## Data for the task
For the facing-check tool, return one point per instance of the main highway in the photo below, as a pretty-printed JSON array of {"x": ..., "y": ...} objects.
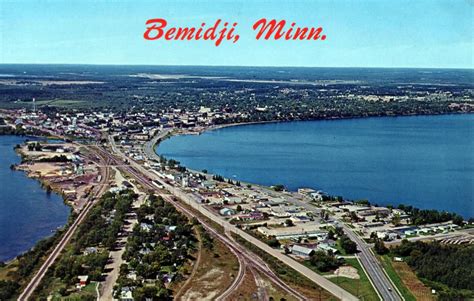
[
  {"x": 145, "y": 177},
  {"x": 383, "y": 285},
  {"x": 99, "y": 190}
]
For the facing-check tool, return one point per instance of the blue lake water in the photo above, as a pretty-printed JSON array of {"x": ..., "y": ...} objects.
[
  {"x": 424, "y": 161},
  {"x": 27, "y": 212}
]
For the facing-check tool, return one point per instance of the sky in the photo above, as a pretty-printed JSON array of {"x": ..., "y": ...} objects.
[{"x": 375, "y": 33}]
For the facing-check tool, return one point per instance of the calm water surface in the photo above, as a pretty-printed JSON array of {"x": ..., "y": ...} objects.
[
  {"x": 27, "y": 212},
  {"x": 424, "y": 161}
]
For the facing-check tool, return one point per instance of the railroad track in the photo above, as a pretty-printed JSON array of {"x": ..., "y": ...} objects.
[{"x": 249, "y": 259}]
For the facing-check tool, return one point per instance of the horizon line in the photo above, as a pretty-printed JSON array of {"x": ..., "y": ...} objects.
[{"x": 237, "y": 66}]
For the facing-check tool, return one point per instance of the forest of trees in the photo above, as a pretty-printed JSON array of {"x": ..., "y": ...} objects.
[
  {"x": 159, "y": 245},
  {"x": 451, "y": 265},
  {"x": 421, "y": 217}
]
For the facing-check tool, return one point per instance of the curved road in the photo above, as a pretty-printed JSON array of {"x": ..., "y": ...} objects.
[
  {"x": 144, "y": 176},
  {"x": 35, "y": 281}
]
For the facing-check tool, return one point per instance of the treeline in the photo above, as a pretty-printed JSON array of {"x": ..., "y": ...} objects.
[
  {"x": 451, "y": 265},
  {"x": 156, "y": 251},
  {"x": 423, "y": 216},
  {"x": 56, "y": 158},
  {"x": 27, "y": 263},
  {"x": 104, "y": 222},
  {"x": 88, "y": 252}
]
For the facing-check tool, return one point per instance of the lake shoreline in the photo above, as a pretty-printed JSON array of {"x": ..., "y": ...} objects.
[
  {"x": 216, "y": 127},
  {"x": 43, "y": 184}
]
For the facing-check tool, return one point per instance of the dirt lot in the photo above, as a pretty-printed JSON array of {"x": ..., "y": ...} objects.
[
  {"x": 216, "y": 272},
  {"x": 418, "y": 289}
]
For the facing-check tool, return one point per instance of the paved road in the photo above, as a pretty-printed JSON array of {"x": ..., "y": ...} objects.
[
  {"x": 310, "y": 274},
  {"x": 384, "y": 286},
  {"x": 35, "y": 281}
]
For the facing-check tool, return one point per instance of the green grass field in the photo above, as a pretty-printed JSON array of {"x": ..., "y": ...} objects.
[
  {"x": 387, "y": 265},
  {"x": 362, "y": 287}
]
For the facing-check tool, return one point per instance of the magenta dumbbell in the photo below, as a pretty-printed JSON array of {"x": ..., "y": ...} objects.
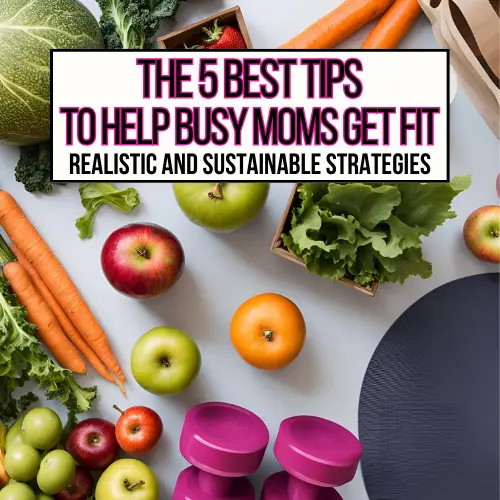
[
  {"x": 224, "y": 443},
  {"x": 317, "y": 455}
]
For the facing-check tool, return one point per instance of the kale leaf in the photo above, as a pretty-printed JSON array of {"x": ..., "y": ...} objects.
[{"x": 23, "y": 360}]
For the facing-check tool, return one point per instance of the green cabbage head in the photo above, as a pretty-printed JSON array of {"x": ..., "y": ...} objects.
[{"x": 29, "y": 29}]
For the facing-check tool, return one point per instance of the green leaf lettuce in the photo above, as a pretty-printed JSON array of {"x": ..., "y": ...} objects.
[{"x": 369, "y": 232}]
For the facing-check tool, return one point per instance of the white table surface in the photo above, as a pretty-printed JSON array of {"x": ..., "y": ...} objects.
[{"x": 343, "y": 326}]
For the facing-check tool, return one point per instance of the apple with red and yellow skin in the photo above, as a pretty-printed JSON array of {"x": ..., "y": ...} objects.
[
  {"x": 482, "y": 233},
  {"x": 142, "y": 260}
]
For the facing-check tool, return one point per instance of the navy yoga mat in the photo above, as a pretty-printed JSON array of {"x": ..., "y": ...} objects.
[{"x": 429, "y": 408}]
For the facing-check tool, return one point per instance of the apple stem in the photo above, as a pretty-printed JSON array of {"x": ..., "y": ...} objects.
[
  {"x": 268, "y": 335},
  {"x": 216, "y": 192},
  {"x": 143, "y": 252},
  {"x": 118, "y": 409},
  {"x": 130, "y": 487}
]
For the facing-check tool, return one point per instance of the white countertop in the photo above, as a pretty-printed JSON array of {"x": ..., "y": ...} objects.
[{"x": 344, "y": 326}]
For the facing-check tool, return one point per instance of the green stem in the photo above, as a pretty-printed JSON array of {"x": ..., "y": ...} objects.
[
  {"x": 213, "y": 34},
  {"x": 6, "y": 254},
  {"x": 216, "y": 192}
]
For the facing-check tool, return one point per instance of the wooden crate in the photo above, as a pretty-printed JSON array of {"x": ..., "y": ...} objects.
[
  {"x": 278, "y": 248},
  {"x": 193, "y": 35},
  {"x": 470, "y": 30}
]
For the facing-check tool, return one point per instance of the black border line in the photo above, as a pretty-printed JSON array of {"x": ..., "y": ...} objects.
[{"x": 287, "y": 181}]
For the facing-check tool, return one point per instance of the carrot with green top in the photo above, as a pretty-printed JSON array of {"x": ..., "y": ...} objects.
[
  {"x": 39, "y": 313},
  {"x": 337, "y": 25},
  {"x": 66, "y": 325},
  {"x": 393, "y": 25},
  {"x": 29, "y": 242}
]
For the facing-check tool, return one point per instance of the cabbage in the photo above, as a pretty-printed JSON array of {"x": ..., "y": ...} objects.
[{"x": 28, "y": 30}]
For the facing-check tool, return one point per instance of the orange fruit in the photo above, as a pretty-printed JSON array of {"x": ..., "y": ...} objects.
[{"x": 268, "y": 331}]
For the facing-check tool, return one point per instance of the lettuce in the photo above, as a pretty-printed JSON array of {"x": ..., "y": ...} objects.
[
  {"x": 23, "y": 360},
  {"x": 369, "y": 232}
]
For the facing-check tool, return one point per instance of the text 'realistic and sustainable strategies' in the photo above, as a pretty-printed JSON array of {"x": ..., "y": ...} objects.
[{"x": 250, "y": 115}]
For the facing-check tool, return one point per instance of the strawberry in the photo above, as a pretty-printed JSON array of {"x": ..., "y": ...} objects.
[{"x": 223, "y": 37}]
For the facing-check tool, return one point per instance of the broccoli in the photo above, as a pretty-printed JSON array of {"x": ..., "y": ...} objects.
[
  {"x": 33, "y": 168},
  {"x": 130, "y": 24}
]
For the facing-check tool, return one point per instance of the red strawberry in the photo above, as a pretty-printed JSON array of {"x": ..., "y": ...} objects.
[{"x": 224, "y": 37}]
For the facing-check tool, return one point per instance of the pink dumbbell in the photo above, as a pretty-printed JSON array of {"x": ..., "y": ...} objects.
[
  {"x": 317, "y": 455},
  {"x": 224, "y": 443}
]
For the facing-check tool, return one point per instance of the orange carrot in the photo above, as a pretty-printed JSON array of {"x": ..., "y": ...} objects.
[
  {"x": 66, "y": 325},
  {"x": 40, "y": 314},
  {"x": 393, "y": 25},
  {"x": 29, "y": 242},
  {"x": 336, "y": 26}
]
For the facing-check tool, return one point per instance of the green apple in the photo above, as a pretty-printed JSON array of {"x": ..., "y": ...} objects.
[
  {"x": 221, "y": 207},
  {"x": 22, "y": 463},
  {"x": 56, "y": 472},
  {"x": 165, "y": 361},
  {"x": 15, "y": 435},
  {"x": 42, "y": 428},
  {"x": 127, "y": 479},
  {"x": 17, "y": 491}
]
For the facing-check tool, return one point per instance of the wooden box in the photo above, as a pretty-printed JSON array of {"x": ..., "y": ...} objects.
[
  {"x": 278, "y": 248},
  {"x": 192, "y": 34}
]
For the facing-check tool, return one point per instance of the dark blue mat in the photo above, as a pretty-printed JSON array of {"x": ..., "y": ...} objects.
[{"x": 429, "y": 407}]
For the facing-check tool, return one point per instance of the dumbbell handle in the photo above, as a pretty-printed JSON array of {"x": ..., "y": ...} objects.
[
  {"x": 300, "y": 490},
  {"x": 217, "y": 486}
]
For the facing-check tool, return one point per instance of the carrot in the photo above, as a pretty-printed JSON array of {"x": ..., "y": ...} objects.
[
  {"x": 29, "y": 242},
  {"x": 40, "y": 314},
  {"x": 393, "y": 25},
  {"x": 66, "y": 325},
  {"x": 336, "y": 26}
]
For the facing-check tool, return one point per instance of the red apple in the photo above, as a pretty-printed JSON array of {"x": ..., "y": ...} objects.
[
  {"x": 138, "y": 429},
  {"x": 80, "y": 488},
  {"x": 92, "y": 443},
  {"x": 142, "y": 260},
  {"x": 482, "y": 233}
]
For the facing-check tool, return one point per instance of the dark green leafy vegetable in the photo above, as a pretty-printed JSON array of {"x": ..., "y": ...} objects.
[
  {"x": 130, "y": 24},
  {"x": 33, "y": 168},
  {"x": 23, "y": 360},
  {"x": 96, "y": 194},
  {"x": 369, "y": 232}
]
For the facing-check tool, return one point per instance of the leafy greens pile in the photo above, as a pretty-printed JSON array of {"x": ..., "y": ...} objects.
[
  {"x": 96, "y": 194},
  {"x": 130, "y": 24},
  {"x": 22, "y": 359},
  {"x": 369, "y": 232}
]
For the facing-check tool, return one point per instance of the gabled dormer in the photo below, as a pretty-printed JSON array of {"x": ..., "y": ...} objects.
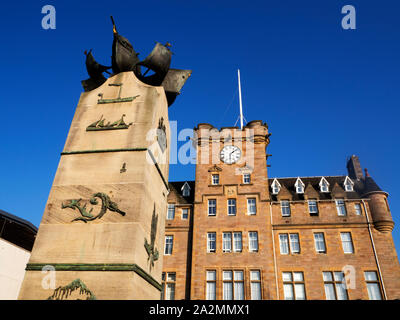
[
  {"x": 275, "y": 186},
  {"x": 299, "y": 186},
  {"x": 348, "y": 185},
  {"x": 323, "y": 185},
  {"x": 185, "y": 189}
]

## Problem description
Retype the lines exactly as they appear, beginning with the line that contains "the dark blue" and ending with the final line of the entries, and omit the pictures.

## Exercise solution
For the facing-check tool, return one point per instance of the dark blue mat in the photo above, as a pretty-printed JSON array of {"x": ..., "y": ...} objects.
[{"x": 429, "y": 407}]
For the facing-check tool, return one point per instance of the dumbbell handle in the photo above, as a pretty-printed JSON array of {"x": ..., "y": ...} objects.
[
  {"x": 300, "y": 490},
  {"x": 217, "y": 486}
]
For the facing-check tool, return one point per instance of the carrot in the photo above, as a pretty-printed JSON array of {"x": ..., "y": ...} objects.
[
  {"x": 29, "y": 242},
  {"x": 40, "y": 314},
  {"x": 393, "y": 25},
  {"x": 66, "y": 325},
  {"x": 336, "y": 26}
]
For the facing-check tool, return one point per instance of the red apple in the photo above, as a pretty-printed JSON array of {"x": ..., "y": ...} objects.
[
  {"x": 138, "y": 429},
  {"x": 80, "y": 488},
  {"x": 92, "y": 443},
  {"x": 142, "y": 260},
  {"x": 482, "y": 233}
]
For the facing-check tool, return one point per instance of the dark green leafy vegetable in the photo above, as a pretty-printed JSON array of {"x": ..., "y": ...} objects.
[
  {"x": 130, "y": 24},
  {"x": 33, "y": 168},
  {"x": 23, "y": 360},
  {"x": 96, "y": 194},
  {"x": 369, "y": 232}
]
For the facing-check tool, return one point per instance of the leafy greens pile in the photo above, as a pretty-printed JSON array of {"x": ..., "y": ...} objects.
[
  {"x": 96, "y": 194},
  {"x": 130, "y": 24},
  {"x": 22, "y": 359},
  {"x": 369, "y": 232}
]
For the facing-check tool, return one point per instance of the gabled dormer in the photo below, as a pretty-printed JSON array of {"x": ..., "y": ...} objects.
[
  {"x": 275, "y": 186},
  {"x": 299, "y": 186},
  {"x": 348, "y": 185},
  {"x": 323, "y": 185},
  {"x": 185, "y": 189}
]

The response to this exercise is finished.